_Directions_
Output the lines in the items below from the line with "Find the warthog;" up to and including the line with "239L78 185L102 192L112", copying them exactly. Leave the pictures out of your answer.

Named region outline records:
----

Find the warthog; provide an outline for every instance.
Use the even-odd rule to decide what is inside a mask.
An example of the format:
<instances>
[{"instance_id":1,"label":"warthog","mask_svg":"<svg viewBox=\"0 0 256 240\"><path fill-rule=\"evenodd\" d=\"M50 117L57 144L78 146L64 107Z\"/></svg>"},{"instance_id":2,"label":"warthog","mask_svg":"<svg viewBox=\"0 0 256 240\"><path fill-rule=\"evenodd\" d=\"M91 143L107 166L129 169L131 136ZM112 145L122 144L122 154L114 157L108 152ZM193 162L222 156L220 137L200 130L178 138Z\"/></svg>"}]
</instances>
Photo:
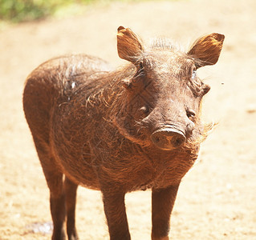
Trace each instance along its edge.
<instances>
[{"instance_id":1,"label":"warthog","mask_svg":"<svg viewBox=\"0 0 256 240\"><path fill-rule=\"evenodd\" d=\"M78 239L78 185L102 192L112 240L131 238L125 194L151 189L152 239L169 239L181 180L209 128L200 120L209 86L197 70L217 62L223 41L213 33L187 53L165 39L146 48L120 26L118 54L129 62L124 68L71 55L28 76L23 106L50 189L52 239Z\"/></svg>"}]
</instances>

----

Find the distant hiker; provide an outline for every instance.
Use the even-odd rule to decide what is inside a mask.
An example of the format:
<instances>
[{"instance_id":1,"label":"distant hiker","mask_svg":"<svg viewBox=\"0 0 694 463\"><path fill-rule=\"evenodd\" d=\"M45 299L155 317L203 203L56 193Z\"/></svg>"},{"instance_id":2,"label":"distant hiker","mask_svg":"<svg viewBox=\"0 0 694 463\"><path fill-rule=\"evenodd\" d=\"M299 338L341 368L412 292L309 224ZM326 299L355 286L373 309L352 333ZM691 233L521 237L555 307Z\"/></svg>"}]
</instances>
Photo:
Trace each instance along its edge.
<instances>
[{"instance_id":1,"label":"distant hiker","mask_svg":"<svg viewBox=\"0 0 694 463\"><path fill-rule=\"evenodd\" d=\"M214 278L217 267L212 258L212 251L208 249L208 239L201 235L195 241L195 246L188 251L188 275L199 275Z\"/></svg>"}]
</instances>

----

_Answer for the task_
Find the warthog; provide an outline for every instance.
Use the even-odd rule to decide what is inside a mask.
An example of the format:
<instances>
[{"instance_id":1,"label":"warthog","mask_svg":"<svg viewBox=\"0 0 256 240\"><path fill-rule=\"evenodd\" d=\"M50 117L57 144L78 146L64 107Z\"/></svg>"},{"instance_id":2,"label":"warthog","mask_svg":"<svg viewBox=\"0 0 256 240\"><path fill-rule=\"evenodd\" d=\"M91 143L107 166L129 169L131 136ZM112 145L122 144L122 154L114 157L108 152ZM193 162L222 156L220 137L200 130L178 138Z\"/></svg>"}]
</instances>
Photo:
Trace each instance along its edge.
<instances>
[{"instance_id":1,"label":"warthog","mask_svg":"<svg viewBox=\"0 0 256 240\"><path fill-rule=\"evenodd\" d=\"M78 239L78 185L102 192L112 240L131 238L125 194L151 189L152 239L169 239L181 180L209 128L200 120L209 86L197 70L217 62L223 41L213 33L187 53L165 39L146 48L120 26L118 54L129 62L124 68L71 55L28 76L23 106L50 189L52 239Z\"/></svg>"}]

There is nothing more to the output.